[Stored items]
<<<<

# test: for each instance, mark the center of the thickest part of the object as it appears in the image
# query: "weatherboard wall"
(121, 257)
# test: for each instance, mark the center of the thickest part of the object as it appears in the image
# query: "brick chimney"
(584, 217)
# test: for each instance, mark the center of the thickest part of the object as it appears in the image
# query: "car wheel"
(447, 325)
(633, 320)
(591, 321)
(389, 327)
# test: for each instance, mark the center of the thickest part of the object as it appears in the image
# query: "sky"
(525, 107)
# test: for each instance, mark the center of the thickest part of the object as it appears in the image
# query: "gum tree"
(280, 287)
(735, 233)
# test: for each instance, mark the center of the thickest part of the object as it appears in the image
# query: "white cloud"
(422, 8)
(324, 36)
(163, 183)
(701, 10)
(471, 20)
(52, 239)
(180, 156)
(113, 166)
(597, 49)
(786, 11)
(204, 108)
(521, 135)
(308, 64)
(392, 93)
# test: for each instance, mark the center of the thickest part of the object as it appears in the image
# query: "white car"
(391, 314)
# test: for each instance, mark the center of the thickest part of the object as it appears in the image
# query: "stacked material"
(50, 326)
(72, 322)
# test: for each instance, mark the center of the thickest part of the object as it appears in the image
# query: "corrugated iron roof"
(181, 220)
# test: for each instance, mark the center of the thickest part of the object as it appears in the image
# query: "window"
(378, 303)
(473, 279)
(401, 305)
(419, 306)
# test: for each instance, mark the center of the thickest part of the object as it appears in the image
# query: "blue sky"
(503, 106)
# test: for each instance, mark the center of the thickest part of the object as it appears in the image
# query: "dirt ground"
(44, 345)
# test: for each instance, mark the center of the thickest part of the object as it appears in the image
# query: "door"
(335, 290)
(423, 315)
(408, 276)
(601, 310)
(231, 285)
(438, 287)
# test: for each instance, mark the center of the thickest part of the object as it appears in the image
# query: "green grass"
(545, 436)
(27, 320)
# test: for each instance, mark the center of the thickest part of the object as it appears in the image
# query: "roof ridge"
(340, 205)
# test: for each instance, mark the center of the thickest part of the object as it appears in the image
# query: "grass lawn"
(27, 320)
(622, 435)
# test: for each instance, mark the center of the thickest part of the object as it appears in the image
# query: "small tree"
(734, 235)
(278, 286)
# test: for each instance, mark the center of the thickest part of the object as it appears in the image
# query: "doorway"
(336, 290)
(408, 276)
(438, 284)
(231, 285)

>>>>

[Prompt]:
Type out all of the records again, exactly.

[Result of this task]:
# test: for each instance, mark the center of the thickest part of the object as it appears in the image
# query: "weatherboard wall"
(121, 257)
# test: for each instance, mark the center of the thickest part of the object as it appears in the image
# query: "brick chimney"
(584, 217)
# test: for each instance, mark the center of the thickest part of the object as it appears in the image
# query: "car wheel"
(447, 325)
(633, 320)
(591, 321)
(389, 327)
# test: for each instance, mark the center of the thickest part of the object as it appears in the image
# query: "sky"
(525, 107)
# test: for each instance, mark the center of the thickest part of the object as it appears in the image
# query: "gum tree"
(280, 287)
(735, 233)
# test: for each instance, mark the center of the thickest part of the object as it appears in the image
# query: "white cloud"
(422, 8)
(324, 36)
(163, 183)
(701, 10)
(471, 20)
(52, 239)
(180, 156)
(113, 166)
(597, 49)
(786, 11)
(204, 108)
(521, 135)
(308, 64)
(392, 93)
# test: for each instance, mark the center of the thickest part of the object as it appears in the image
# query: "white car"
(391, 314)
# test: for each instance, mark the center of the thickest part of the object as it appears in the image
# query: "stacked material"
(50, 326)
(72, 322)
# test: for each instance, mark the center of the thickest part of the object as it appears in the image
# query: "corrugated iron roof"
(181, 220)
# test: for each instance, mark the center of the thickest part of the object as it appears in the image
# query: "window"
(378, 303)
(473, 279)
(401, 305)
(419, 306)
# test: for each instance, mark the center of the thickest part of the object as it appears in the image
# query: "blue sky"
(503, 106)
# test: for each instance, mark the center of the thickest part of the object as it appears in the image
# query: "dirt ground"
(44, 345)
# test: for each instance, mark the center of the thickest part of the object as it appears in the image
# query: "door"
(335, 290)
(423, 315)
(408, 276)
(601, 310)
(231, 285)
(438, 287)
# test: for each instance, mark the center of the thickest part of the object as it appears in the image
# query: "green grass"
(545, 436)
(27, 320)
# test: for each instance, mark the center of the thickest part of the object as it appears in the image
# query: "roof ridge"
(340, 205)
# test: for each instance, mark the center of the thickest part of the object as it appears in the image
# query: "grass lawn"
(27, 320)
(622, 435)
# test: for each instance, mark the center of the thickest part of the object as it appears in the image
# query: "small tree"
(734, 235)
(278, 286)
# test: for each instance, mark the center of the thickest part of the object as it appears in the image
# query: "doorway"
(336, 290)
(408, 276)
(438, 284)
(231, 285)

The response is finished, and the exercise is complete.